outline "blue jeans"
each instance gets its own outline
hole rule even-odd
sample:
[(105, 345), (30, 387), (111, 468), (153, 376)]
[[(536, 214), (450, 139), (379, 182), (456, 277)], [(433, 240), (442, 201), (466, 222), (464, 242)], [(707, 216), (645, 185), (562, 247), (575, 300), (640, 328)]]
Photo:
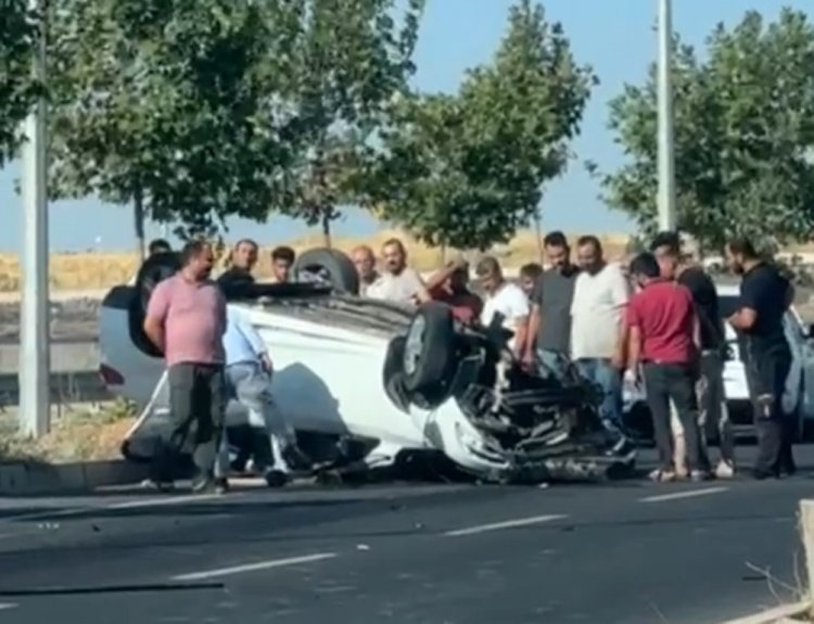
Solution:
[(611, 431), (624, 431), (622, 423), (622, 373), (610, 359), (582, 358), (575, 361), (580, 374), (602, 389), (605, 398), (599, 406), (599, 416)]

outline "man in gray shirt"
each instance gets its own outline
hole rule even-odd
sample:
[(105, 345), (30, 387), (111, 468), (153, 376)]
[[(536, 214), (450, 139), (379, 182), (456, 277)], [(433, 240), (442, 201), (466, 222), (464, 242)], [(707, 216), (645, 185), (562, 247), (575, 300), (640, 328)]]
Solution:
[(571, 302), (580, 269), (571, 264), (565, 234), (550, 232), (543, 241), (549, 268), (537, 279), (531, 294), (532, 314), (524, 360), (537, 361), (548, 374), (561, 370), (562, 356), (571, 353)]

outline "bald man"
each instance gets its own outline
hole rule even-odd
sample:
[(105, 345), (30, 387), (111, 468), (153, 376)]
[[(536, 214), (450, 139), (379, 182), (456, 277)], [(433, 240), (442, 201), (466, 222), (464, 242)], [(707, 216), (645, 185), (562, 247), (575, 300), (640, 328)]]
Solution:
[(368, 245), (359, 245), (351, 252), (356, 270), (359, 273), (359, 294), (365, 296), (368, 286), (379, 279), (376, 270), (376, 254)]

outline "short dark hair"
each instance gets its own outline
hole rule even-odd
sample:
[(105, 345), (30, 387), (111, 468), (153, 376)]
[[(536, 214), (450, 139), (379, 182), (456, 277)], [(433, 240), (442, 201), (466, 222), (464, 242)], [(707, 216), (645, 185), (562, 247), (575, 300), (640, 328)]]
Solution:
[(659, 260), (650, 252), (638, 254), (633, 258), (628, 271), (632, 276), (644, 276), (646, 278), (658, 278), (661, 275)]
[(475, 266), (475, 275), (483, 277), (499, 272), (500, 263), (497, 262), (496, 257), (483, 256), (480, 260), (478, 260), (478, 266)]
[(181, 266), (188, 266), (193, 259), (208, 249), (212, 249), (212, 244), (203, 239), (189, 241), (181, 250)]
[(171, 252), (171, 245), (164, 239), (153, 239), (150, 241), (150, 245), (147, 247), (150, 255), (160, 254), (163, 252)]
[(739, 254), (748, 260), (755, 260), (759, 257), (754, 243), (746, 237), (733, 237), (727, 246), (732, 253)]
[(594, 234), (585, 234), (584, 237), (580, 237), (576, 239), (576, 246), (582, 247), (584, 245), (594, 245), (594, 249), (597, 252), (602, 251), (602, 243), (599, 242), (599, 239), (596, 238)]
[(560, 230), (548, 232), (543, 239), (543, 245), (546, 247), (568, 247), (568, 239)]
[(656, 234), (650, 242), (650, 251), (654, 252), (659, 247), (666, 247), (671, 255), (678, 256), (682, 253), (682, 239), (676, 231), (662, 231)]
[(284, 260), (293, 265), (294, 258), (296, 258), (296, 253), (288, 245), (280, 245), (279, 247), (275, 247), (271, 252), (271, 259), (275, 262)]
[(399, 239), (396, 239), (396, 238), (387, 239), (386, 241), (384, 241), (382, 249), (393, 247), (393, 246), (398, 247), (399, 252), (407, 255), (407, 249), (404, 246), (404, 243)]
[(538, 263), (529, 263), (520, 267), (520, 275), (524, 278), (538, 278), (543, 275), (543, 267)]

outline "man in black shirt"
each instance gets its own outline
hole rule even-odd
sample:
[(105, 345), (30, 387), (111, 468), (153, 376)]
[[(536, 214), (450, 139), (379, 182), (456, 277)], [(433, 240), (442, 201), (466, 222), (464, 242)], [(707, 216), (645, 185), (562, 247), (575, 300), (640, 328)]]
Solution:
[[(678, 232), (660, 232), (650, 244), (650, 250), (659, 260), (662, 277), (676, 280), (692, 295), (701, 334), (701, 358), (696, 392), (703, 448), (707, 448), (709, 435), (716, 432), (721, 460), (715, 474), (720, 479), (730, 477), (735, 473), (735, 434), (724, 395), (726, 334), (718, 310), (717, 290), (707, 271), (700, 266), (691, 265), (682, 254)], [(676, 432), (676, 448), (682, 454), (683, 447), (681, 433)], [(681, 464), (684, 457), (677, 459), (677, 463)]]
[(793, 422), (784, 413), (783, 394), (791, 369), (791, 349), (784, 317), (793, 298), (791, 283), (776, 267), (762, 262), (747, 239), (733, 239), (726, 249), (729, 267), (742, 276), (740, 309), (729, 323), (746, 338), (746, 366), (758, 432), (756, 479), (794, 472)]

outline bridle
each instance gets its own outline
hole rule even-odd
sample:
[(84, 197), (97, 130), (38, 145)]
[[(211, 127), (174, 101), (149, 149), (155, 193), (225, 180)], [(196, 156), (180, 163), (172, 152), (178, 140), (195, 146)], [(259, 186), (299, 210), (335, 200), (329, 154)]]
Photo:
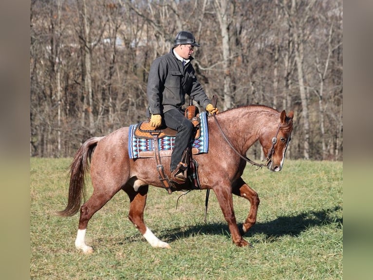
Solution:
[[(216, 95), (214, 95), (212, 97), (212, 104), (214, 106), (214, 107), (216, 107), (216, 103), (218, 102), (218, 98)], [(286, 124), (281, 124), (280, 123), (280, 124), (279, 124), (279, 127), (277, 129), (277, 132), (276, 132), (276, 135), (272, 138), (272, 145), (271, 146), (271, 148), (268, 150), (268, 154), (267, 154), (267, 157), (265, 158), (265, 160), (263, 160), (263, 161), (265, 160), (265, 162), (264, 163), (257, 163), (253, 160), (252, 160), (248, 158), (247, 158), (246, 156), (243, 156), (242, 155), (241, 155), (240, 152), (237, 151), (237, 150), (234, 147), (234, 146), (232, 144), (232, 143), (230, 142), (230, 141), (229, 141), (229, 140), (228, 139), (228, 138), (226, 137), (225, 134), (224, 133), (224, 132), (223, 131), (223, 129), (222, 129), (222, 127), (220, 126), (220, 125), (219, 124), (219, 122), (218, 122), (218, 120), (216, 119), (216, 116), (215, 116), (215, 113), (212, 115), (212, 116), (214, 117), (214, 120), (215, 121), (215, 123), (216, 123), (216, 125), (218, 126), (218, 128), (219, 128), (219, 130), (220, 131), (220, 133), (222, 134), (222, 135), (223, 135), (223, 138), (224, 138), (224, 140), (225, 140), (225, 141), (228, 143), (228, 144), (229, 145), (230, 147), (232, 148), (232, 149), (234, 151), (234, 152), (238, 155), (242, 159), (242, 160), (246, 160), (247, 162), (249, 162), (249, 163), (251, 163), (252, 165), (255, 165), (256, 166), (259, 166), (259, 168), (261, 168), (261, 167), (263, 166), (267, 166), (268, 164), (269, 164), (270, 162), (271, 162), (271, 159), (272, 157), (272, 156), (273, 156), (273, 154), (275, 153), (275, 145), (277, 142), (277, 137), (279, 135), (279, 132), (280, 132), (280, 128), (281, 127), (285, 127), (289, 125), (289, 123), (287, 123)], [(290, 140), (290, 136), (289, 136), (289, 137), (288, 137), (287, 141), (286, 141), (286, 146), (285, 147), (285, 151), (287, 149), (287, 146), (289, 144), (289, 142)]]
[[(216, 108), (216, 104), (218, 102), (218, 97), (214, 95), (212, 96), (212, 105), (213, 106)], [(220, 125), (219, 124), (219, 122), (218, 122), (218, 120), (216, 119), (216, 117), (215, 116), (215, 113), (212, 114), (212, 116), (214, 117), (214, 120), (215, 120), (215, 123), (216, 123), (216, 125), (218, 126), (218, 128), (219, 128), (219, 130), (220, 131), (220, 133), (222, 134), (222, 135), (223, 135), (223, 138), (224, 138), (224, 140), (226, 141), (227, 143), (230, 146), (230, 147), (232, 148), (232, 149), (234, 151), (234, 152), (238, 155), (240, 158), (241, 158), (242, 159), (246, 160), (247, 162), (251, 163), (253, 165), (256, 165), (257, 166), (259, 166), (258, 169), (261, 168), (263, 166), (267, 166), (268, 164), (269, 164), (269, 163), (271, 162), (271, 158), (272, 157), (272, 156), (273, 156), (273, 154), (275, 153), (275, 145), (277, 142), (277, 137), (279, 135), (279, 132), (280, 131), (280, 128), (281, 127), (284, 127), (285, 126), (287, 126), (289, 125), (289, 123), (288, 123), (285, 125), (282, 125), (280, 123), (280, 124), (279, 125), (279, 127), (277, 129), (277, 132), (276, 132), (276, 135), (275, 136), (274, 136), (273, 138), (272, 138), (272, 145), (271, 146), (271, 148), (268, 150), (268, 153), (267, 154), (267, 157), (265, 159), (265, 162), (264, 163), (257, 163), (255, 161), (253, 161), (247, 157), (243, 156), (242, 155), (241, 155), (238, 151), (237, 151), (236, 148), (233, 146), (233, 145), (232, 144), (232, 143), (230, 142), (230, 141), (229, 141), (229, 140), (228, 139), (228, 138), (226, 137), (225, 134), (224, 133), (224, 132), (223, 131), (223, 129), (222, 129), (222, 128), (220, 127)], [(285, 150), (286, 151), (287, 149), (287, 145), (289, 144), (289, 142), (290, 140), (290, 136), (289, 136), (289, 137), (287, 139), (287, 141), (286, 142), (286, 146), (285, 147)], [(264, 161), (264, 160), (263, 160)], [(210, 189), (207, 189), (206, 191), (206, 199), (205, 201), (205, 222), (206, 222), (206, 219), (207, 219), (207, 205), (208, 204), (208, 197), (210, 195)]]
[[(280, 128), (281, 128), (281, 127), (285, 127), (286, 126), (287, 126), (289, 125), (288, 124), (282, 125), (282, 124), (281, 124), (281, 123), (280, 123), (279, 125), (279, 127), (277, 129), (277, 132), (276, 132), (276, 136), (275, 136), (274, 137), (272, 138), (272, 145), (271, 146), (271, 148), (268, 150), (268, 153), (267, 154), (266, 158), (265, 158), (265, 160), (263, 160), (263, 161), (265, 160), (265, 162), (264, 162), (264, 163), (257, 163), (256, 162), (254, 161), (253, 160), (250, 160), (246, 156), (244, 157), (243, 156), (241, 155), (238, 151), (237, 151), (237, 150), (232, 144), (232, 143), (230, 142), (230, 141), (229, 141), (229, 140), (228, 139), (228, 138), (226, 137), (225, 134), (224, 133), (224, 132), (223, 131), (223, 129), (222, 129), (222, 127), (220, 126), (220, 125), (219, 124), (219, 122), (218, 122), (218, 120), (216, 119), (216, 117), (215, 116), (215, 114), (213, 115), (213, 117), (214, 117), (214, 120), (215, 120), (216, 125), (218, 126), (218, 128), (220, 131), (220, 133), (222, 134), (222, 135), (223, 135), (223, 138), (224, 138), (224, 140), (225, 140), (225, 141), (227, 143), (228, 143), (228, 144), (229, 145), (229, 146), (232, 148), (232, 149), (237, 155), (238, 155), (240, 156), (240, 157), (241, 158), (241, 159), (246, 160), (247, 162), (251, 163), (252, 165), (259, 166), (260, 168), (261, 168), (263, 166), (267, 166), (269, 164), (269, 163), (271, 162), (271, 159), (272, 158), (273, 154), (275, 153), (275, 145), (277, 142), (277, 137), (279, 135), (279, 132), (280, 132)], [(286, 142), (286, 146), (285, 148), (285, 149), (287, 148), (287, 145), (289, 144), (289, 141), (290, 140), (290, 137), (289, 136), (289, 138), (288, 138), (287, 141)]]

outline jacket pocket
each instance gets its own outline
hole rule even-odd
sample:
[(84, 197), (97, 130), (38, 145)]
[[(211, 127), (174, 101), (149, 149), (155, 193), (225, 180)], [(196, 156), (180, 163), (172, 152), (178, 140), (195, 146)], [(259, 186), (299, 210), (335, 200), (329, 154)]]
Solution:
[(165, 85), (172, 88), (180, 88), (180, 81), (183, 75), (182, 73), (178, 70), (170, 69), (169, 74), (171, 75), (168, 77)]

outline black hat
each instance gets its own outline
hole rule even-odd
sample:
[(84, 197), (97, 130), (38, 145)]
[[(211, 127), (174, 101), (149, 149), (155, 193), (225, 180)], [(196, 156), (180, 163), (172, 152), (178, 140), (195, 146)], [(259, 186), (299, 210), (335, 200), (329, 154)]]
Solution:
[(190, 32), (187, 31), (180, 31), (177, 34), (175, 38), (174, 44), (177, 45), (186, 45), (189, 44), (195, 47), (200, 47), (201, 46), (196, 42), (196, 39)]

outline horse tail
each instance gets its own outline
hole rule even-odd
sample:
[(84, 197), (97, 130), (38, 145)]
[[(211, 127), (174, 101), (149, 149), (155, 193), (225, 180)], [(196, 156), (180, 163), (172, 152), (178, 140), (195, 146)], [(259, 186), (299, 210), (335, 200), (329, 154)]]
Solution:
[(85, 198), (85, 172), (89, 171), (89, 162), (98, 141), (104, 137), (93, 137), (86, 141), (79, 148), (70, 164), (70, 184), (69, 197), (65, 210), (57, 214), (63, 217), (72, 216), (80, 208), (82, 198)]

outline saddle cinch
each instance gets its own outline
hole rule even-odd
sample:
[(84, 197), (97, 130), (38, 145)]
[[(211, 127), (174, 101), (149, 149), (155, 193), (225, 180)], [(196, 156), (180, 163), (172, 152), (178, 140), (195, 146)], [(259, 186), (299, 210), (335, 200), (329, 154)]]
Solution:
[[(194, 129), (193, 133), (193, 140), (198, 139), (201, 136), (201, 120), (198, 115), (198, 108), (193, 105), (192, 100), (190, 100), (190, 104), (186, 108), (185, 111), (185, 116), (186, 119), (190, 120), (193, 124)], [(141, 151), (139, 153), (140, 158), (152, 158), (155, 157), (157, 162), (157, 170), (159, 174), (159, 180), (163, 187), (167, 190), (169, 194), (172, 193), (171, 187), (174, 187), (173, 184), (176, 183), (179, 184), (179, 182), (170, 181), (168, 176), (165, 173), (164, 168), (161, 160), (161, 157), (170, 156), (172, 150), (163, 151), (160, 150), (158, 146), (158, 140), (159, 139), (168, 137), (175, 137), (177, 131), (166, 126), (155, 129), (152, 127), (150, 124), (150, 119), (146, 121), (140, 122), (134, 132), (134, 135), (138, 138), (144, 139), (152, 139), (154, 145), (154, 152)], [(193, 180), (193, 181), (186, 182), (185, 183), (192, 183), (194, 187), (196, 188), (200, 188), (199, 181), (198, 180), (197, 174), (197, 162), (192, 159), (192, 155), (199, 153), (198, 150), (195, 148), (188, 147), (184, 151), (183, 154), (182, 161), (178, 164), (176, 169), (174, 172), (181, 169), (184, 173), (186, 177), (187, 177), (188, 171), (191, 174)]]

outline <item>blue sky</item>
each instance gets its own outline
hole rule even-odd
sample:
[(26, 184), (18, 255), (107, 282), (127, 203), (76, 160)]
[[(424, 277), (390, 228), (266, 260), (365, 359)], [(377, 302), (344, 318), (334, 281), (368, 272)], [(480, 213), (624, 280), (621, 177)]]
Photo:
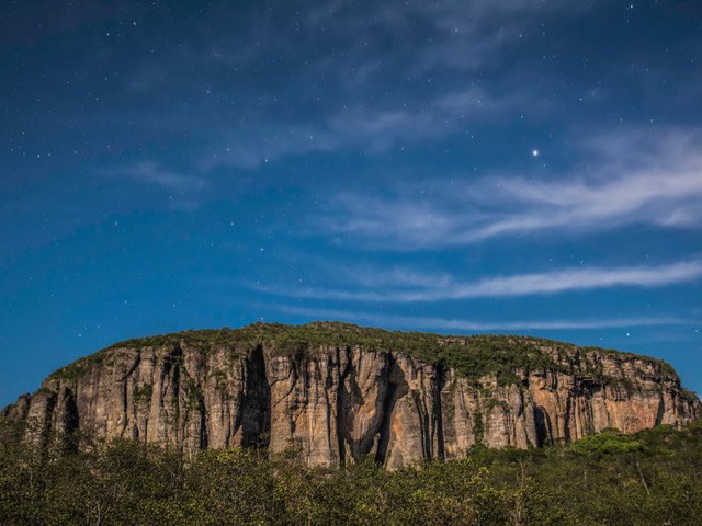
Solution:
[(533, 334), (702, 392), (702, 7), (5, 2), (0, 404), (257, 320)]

====

REQUEST:
Copy the records word for word, from the very start through the line that contains "356), (571, 353)]", and leave the pictures out.

WRITTEN SOLUTION:
outline "blue jeans"
each instance gets its own outline
hole rule even-odd
sample:
[(105, 345), (30, 387), (111, 468), (153, 376)]
[[(536, 214), (450, 139), (379, 182), (456, 277)], [(433, 240), (442, 201), (466, 222), (464, 242)], [(707, 216), (645, 185), (562, 247), (575, 300), (640, 328)]]
Photo:
Solution:
[(611, 431), (624, 431), (622, 423), (622, 373), (610, 359), (582, 358), (575, 361), (580, 374), (602, 389), (605, 398), (599, 406), (599, 416)]

outline "man in gray shirt"
each instance gets its own outline
hole rule even-odd
sample:
[(105, 345), (30, 387), (111, 468), (153, 376)]
[[(536, 214), (450, 139), (379, 182), (456, 277)], [(433, 240), (442, 201), (466, 222), (464, 242)], [(707, 216), (645, 185), (562, 247), (575, 300), (640, 328)]]
Solution:
[(571, 302), (580, 269), (571, 264), (565, 234), (550, 232), (543, 241), (549, 268), (537, 279), (531, 294), (532, 314), (524, 360), (537, 361), (548, 374), (561, 370), (562, 356), (571, 353)]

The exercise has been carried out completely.